Bashar al-Assad during his speech, Damascus, Wednesday, March 30, 3011 (AFP/Getty Images).

 

Syrian President Bashar al-Assad said in his Damascus speech on Wednesday [March 30, 2011] that foreign conspirators are responsible for the ongoing anti-government protests. He also said that they are meant to “fragment and bring down Syria” and “enforce an Israeli agenda.”

In his speech he said that

“Syria is a target of a big plot from outside, both internally and externally. If there is something happening it is using the cover of accusing Syria of popular response. If there are reformers we will support them. Those people have a mixed and confused intellectual ways.”

“The plotters are the minority…we didn’t know what had happened until the sabotage operations had happened, since then we could see the difference between reform and killing. We are for people’s demands but we cannot support chaos and destruction,” al-Assad said.

Bashar al-Assad knows how to survive this latest unrest in his country: he’s playing the “anti-American, anti-Israel” card. Tony Badran wrote an article about Assad’s position and tactics in the Middle East. A must read:

Syriana

Bashar al-Assad has maintained his country’s key position in Mideast politics by drawing out the peace process and turning it into warfare by other means.

In the annals of “big policy ideas,” perhaps none has had as much staying power in the face of a dismal track record than the seemingly perpetual conviction that integrating Syria into the pro-American order in the Middle East is a real, achievable possibility. The ultimate authority invoked in support of the idea that Syria is the keystone for stability in the region is usually Henry Kissinger, the arch-realist of American foreign policy, who is said to have said, “You can’t make war in the Middle East without Egypt and you can’t make peace without Syria.”

With the exception of a brief suspension during the George W. Bush presidency, the notion of Syrian centrality has dominated U.S. thinking — and often Israeli thinking — about the Middle East, and the Obama Administration is no exception. The idea that it is important to appease Syria at all costs appears to be behind the lack of any notable response to recent reports indicating that Syria may have passed Scud-D ballistic missiles to Hezbollah in Lebanon. This dangerous development comes after a tripartite summit in Damascus between the leaders of Iran, Syria, and Hezbollah in February at which the Syrian and Iranian presidents openly mocked Secretary of State Hillary Clinton and her comment about wanting to see Syria distance itself from Iran. Instead, Damascus and Tehran waived visa requirements between their two countries.

Dataset items

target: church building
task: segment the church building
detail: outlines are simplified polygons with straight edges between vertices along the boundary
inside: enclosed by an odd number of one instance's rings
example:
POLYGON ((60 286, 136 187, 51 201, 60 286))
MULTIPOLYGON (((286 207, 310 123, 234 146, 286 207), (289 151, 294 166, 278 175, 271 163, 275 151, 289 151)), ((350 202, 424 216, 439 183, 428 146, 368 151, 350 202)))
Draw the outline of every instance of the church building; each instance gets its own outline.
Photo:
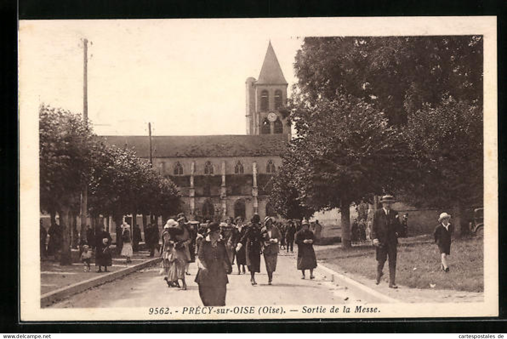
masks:
MULTIPOLYGON (((245 85, 245 135, 152 137, 153 166, 178 186, 183 211, 190 219, 276 215, 269 194, 291 126, 280 111, 288 84, 271 42, 259 78, 248 78, 245 85)), ((111 144, 134 147, 138 157, 149 158, 148 136, 104 137, 111 144)))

Parts of the exercise:
**a.** Translate this sentence from the text about Syria into Spanish: "Bashar al-Assad has maintained his country's key position in Mideast politics by drawing out the peace process and turning it into warfare by other means."
**b.** Write out the text about Syria word for word, from "With the exception" to "their two countries.".
The rows are not needed here.

Responses for each task:
**a.** Bashar al-Assad ha mantenido la posición clave de su país en la política de Oriente Medio alargando el proceso de paz y convirtiéndolo en una guerra por otros medios.

**b.**
With the exception of a brief suspension during the George W. Bush presidency, the notion of Syrian centrality has dominated U.S. thinking — and often Israeli thinking — about the Middle East, and the Obama Administration is no exception. The idea that it is important to appease Syria at all costs appears to be behind the lack of any notable response to recent reports indicating that Syria may have passed Scud-D ballistic missiles to Hezbollah in Lebanon. This dangerous development comes after a tripartite summit in Damascus between the leaders of Iran, Syria, and Hezbollah in February at which the Syrian and Iranian presidents openly mocked Secretary of State Hillary Clinton and her comment about wanting to see Syria distance itself from Iran. Instead, Damascus and Tehran waived visa requirements between their two countries.